1 in 7 Had CCP Virus Antibodies in England in January: Report

February 3, 2021 Updated: February 3, 2021

An estimated 1 in 7 people had antibodies to the CCP virus in England in January, according to an analysis of a nationwide blood-test survey.

The analysis, published by the Office for National Statistics (ONS), uses blood-test data collected during the Coronavirus (COVID-19) Infection Survey to test for antibodies. It excludes infections reported in hospitals and care homes.

In London, 1 in 5 people had antibodies—the highest in the country. In the Southwest, which had the lowest levels of infection, around 1 in 12 had antibodies.

The data comes from the 28 days before Jan. 18, roughly corresponding with the peak of the virus that pushed deaths and hospitalisations to record levels.

According to the ONS report, it takes 2 to 3 weeks for the body to produce enough antibodies to combat the Chinese Communist Party (CCP) virus, commonly called the novel coronavirus.

“Once a person recovers, antibodies remain in the blood at low levels, although these levels can decline over time to the point that tests can no longer detect them,” the ONS report states.

An official study last month showed that natural immunity is comparable to the protection from a vaccine.

The Public Health England (PHE) study of health care workers concluded that having previously had the disease gave people at least 83 percent, but up to 99 percent, immunity. That protection from reinfection would last for a minimum of five months.

“The take-home message from this study is that a primary infection with SARS-CoV-2 provides at least 94 percent protection against symptomatic reinfection for at least 5 months,” Eleanor Riley, professor of immunology and infectious disease at the University of Edinburgh, said in a statement at the time.

“This suggests that natural infection provides short term protection against COVID-19 that is very similar to that conferred by vaccination.”

The latest report comes as official data shows that the peak of the current wave appears to have passed.

Exercise prompt:
Reproduce the stretch of the antibody report from "In London, 1" through "the novel coronavirus.", substituting "hospital admissions" for "hospitalisations".

Given records:
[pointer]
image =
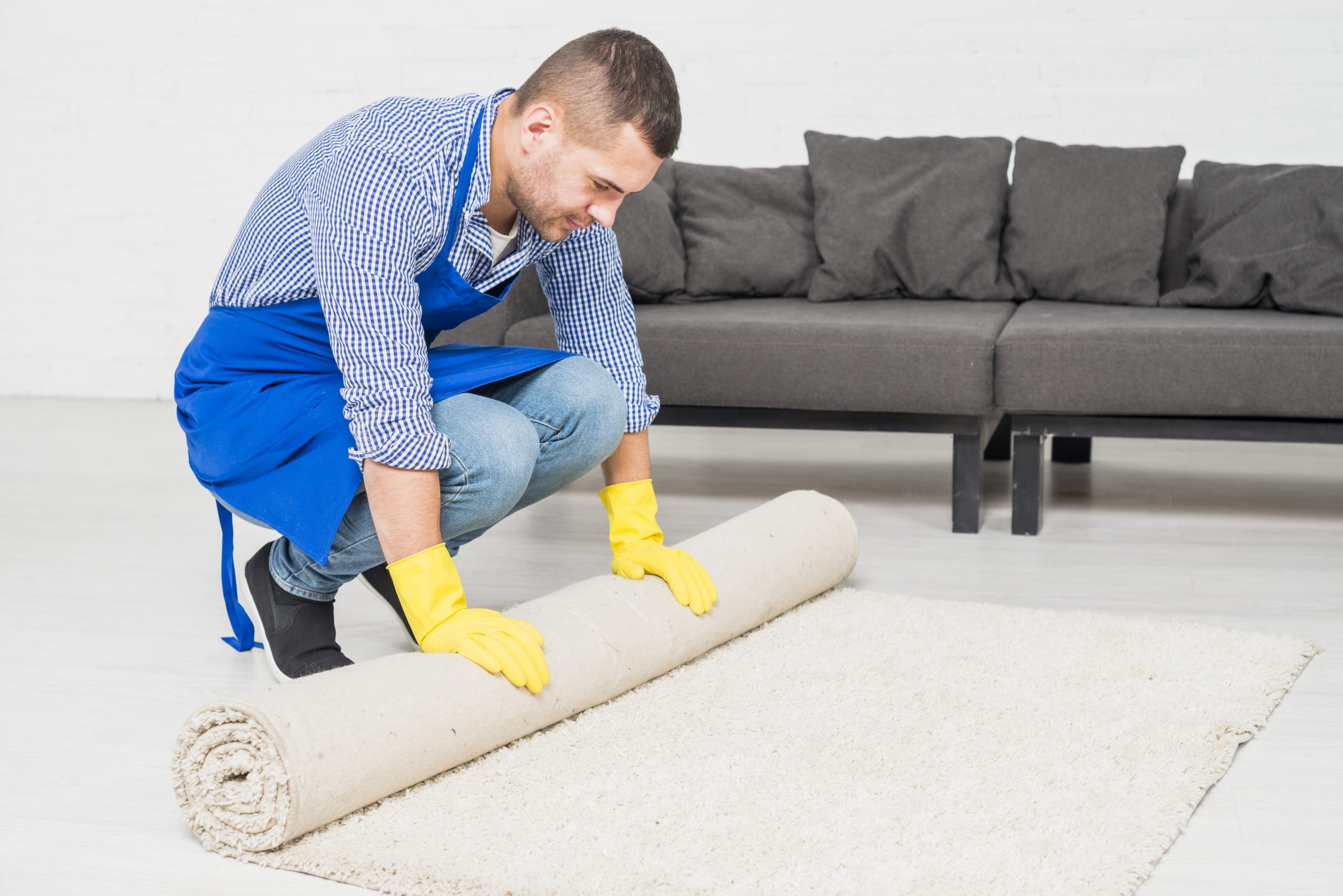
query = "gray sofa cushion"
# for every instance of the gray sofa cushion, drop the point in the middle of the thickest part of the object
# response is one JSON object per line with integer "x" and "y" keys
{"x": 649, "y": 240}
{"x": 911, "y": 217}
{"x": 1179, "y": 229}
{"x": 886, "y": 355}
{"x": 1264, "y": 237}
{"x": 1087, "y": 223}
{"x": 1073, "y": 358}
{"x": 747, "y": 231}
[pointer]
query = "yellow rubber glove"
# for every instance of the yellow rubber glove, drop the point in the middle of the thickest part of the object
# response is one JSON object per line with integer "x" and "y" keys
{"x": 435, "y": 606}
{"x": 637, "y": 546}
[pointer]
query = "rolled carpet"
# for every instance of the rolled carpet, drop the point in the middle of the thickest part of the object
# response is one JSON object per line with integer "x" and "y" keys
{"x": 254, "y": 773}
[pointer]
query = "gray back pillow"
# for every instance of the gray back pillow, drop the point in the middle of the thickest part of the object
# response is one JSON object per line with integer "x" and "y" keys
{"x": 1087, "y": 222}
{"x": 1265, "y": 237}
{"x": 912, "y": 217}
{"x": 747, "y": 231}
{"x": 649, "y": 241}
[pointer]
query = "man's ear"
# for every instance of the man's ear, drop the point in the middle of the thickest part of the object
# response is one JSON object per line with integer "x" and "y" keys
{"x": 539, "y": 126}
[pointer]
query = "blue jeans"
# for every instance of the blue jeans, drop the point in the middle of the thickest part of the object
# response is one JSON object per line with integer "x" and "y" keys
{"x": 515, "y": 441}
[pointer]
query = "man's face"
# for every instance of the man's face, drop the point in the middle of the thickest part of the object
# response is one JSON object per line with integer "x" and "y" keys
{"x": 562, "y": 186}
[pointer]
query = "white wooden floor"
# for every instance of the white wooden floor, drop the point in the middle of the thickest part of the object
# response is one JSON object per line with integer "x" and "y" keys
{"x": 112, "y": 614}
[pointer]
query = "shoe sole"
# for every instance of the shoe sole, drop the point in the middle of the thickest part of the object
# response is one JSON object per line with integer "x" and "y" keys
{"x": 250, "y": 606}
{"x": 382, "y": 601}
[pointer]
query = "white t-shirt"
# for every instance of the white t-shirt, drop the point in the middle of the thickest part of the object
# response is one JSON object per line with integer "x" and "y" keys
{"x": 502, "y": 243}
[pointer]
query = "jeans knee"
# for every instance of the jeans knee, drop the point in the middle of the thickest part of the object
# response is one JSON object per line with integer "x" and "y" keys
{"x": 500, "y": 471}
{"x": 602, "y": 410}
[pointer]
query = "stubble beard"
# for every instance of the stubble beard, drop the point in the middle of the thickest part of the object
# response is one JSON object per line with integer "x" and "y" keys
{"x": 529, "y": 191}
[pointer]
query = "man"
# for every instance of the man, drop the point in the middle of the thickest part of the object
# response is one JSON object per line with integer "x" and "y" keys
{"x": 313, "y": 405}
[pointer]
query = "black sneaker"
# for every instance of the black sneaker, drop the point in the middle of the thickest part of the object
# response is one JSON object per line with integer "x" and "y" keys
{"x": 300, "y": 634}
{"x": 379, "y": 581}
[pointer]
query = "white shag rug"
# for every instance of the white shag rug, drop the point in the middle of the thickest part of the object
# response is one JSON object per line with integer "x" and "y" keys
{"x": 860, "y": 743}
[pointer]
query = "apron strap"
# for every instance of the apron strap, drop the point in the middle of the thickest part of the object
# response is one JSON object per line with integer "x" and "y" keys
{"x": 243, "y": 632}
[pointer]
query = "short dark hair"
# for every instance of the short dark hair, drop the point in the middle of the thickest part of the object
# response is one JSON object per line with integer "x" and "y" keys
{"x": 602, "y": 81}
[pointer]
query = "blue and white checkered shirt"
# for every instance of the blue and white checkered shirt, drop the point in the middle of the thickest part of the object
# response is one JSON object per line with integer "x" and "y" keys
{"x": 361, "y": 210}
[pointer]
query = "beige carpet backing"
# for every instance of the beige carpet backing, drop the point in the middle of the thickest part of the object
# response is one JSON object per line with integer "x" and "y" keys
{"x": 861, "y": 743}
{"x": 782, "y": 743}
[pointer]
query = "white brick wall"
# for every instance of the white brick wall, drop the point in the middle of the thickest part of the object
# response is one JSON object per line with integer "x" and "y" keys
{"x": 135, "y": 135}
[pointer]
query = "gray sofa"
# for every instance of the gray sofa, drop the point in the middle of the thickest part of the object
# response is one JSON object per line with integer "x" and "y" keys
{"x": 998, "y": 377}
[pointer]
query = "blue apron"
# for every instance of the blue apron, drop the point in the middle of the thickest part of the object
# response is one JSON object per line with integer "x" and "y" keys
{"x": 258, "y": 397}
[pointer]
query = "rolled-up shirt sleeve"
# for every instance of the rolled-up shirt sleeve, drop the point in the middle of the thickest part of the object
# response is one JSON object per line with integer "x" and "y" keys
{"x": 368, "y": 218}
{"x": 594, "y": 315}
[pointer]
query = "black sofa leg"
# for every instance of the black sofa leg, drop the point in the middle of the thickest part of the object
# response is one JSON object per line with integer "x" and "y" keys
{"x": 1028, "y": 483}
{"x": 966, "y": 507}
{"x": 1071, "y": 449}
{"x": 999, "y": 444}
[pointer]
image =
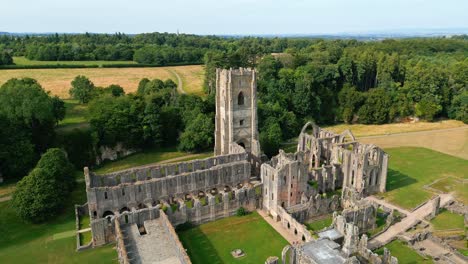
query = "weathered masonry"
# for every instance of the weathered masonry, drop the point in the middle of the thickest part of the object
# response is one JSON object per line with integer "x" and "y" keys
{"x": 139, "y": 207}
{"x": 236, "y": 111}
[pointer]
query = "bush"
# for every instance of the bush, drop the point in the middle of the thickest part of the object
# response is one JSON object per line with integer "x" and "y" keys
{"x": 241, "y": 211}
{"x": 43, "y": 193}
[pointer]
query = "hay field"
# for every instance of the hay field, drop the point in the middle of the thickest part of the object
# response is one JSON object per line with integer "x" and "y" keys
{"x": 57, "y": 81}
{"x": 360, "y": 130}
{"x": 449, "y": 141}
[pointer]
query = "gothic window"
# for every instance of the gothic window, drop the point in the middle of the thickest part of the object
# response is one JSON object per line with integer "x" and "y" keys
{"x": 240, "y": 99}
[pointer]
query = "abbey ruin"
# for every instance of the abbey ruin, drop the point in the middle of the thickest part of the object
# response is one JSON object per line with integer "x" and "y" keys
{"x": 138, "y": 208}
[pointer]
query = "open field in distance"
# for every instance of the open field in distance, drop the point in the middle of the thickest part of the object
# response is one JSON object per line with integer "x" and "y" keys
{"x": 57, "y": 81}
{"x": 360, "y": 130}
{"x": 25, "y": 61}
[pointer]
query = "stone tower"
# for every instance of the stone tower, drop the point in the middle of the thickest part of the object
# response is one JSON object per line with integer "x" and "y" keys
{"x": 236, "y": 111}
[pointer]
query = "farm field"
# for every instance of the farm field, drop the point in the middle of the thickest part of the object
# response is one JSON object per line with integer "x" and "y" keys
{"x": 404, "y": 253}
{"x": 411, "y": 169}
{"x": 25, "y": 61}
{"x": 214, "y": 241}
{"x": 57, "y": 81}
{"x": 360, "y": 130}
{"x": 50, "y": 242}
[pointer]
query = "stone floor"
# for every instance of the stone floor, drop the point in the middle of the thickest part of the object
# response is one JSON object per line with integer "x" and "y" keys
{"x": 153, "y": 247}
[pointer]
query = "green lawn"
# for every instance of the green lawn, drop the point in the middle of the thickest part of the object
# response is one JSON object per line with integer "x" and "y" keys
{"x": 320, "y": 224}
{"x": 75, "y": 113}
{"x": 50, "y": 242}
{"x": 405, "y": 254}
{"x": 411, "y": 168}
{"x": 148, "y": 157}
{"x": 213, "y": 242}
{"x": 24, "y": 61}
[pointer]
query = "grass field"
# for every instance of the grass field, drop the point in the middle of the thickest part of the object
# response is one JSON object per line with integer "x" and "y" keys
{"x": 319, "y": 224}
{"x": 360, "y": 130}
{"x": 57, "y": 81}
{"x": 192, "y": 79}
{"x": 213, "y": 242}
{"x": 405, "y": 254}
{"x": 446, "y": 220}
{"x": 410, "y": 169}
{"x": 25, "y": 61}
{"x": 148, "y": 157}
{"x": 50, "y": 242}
* * *
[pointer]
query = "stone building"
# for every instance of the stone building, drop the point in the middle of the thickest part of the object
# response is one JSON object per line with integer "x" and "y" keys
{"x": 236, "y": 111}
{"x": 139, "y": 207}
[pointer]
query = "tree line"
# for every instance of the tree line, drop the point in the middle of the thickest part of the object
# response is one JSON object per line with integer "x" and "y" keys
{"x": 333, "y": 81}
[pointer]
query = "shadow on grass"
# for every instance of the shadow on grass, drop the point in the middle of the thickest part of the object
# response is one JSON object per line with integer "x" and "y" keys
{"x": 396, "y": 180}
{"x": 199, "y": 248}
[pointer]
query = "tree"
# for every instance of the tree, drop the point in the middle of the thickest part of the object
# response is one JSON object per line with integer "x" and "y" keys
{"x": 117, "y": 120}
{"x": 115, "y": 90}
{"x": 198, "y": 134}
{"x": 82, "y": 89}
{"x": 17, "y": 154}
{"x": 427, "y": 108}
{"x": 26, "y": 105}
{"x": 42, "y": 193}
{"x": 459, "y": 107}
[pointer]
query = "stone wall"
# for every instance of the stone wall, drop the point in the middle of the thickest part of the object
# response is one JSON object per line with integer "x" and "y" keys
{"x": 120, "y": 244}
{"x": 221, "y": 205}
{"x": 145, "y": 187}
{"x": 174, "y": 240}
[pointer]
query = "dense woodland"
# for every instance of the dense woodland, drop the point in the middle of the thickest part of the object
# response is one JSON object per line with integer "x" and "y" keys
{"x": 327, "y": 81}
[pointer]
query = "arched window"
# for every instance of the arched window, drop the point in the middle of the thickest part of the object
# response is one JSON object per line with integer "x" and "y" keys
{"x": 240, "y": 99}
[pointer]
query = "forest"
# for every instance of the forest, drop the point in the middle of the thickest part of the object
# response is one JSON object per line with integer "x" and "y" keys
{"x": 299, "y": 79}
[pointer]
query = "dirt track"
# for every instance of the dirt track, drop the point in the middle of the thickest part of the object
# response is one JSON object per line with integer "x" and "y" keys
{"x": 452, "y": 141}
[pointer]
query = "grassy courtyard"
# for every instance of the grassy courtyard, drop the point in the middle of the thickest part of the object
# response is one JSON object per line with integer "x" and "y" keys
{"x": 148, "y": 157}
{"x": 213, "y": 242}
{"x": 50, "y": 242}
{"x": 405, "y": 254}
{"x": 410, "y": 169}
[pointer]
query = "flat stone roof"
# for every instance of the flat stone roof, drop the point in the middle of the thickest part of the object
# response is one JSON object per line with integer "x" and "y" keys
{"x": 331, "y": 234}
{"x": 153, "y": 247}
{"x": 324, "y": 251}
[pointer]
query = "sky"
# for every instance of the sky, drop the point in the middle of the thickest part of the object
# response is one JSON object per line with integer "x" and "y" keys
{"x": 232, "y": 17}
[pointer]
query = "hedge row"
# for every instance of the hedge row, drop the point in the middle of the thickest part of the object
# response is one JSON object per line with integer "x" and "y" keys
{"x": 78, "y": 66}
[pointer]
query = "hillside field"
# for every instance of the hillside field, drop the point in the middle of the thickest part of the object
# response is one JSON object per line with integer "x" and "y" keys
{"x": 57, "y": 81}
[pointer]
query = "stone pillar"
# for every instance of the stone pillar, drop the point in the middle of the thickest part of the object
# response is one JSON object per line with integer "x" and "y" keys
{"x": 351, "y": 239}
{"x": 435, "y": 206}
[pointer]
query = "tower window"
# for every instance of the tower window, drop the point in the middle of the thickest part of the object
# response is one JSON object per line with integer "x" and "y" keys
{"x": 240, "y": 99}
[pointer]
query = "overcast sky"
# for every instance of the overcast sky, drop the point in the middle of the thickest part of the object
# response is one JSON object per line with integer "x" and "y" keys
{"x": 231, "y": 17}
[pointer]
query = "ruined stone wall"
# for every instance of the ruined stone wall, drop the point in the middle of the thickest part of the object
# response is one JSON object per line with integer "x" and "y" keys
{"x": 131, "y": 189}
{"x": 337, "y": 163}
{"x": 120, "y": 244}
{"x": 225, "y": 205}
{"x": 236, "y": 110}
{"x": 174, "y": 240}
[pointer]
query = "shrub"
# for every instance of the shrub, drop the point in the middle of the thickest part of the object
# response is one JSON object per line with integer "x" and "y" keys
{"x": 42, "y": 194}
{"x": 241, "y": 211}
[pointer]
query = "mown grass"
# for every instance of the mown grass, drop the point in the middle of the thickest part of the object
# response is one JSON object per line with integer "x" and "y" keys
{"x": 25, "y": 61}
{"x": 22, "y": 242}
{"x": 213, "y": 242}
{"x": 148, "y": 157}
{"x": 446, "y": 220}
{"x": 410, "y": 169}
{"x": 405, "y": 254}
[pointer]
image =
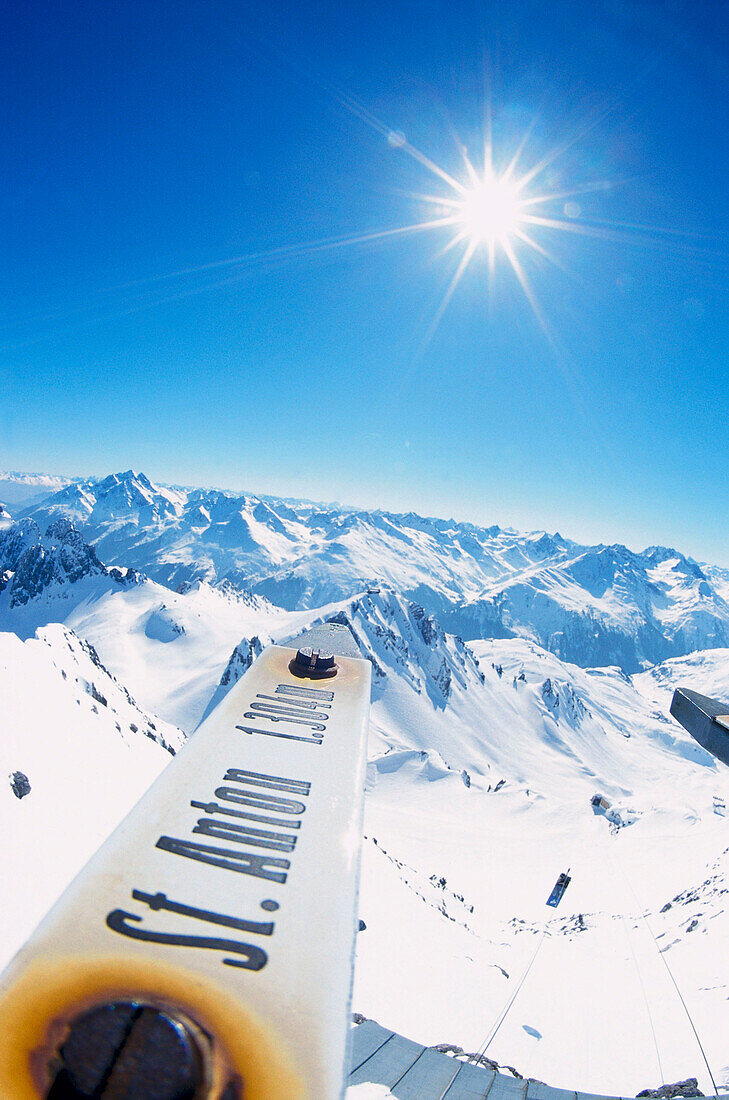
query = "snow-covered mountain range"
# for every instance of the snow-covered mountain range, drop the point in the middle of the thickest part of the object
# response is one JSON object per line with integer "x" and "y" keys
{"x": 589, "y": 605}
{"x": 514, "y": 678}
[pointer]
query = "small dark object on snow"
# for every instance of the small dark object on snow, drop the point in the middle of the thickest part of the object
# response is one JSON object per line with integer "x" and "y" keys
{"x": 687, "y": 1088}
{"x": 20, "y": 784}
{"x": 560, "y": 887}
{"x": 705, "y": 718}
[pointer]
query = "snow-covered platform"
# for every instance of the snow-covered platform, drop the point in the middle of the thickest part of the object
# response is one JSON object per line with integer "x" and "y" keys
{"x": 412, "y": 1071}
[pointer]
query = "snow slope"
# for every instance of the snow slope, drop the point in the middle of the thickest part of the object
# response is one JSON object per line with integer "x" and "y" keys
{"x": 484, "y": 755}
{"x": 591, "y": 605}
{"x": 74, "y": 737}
==
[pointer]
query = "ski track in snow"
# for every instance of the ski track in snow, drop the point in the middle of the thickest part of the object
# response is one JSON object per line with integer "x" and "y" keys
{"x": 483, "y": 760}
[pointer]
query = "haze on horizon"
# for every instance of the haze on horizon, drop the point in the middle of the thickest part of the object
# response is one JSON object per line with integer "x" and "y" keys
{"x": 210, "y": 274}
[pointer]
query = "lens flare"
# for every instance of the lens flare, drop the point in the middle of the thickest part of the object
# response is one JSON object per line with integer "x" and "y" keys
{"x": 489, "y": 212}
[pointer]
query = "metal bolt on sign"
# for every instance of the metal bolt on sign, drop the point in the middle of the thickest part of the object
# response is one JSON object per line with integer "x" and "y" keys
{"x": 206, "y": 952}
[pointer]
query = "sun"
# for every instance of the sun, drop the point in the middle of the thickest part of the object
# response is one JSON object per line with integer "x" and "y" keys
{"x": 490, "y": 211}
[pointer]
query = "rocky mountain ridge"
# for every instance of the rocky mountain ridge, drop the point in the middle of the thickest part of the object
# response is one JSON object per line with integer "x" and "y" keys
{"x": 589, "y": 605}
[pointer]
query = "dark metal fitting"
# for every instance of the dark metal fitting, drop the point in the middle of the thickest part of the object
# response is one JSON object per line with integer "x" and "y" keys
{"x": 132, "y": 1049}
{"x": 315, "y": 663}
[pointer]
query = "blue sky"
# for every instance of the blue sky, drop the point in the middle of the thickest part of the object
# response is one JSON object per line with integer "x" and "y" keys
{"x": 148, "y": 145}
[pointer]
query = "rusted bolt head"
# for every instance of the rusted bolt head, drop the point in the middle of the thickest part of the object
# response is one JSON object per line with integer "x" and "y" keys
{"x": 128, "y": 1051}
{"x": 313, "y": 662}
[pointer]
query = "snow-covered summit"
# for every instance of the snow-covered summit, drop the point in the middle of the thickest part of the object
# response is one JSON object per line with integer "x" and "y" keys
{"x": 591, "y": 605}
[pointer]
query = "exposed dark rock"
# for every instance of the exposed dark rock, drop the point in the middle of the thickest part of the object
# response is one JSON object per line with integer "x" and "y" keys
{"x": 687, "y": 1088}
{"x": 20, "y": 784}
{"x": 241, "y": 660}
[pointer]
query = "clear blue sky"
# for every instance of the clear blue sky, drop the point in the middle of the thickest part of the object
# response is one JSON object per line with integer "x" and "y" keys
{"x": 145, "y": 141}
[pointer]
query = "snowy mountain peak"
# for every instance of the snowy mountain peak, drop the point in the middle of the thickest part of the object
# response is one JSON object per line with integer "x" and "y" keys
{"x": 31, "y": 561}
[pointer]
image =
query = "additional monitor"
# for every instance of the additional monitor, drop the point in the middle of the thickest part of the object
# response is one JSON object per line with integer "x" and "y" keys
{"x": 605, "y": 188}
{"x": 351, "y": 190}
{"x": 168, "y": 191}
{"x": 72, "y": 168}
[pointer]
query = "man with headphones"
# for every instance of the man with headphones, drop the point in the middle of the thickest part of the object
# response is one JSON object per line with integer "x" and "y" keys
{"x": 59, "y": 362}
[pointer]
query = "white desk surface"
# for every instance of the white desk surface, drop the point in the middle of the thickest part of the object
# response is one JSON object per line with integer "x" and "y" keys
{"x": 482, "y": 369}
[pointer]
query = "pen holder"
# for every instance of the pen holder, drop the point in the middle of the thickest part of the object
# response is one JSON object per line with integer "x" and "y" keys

Final answer:
In London, 1 in 5 people had antibodies—the highest in the country. In the Southwest, which had the lowest levels of infection, around 1 in 12 had antibodies.

The data comes from the 28 days before Jan. 18, roughly corresponding with the peak of the virus that pushed deaths and hospital admissions to record levels.

According to the ONS report, it takes 2 to 3 weeks for the body to produce enough antibodies to combat the Chinese Communist Party (CCP) virus, commonly called the novel coronavirus.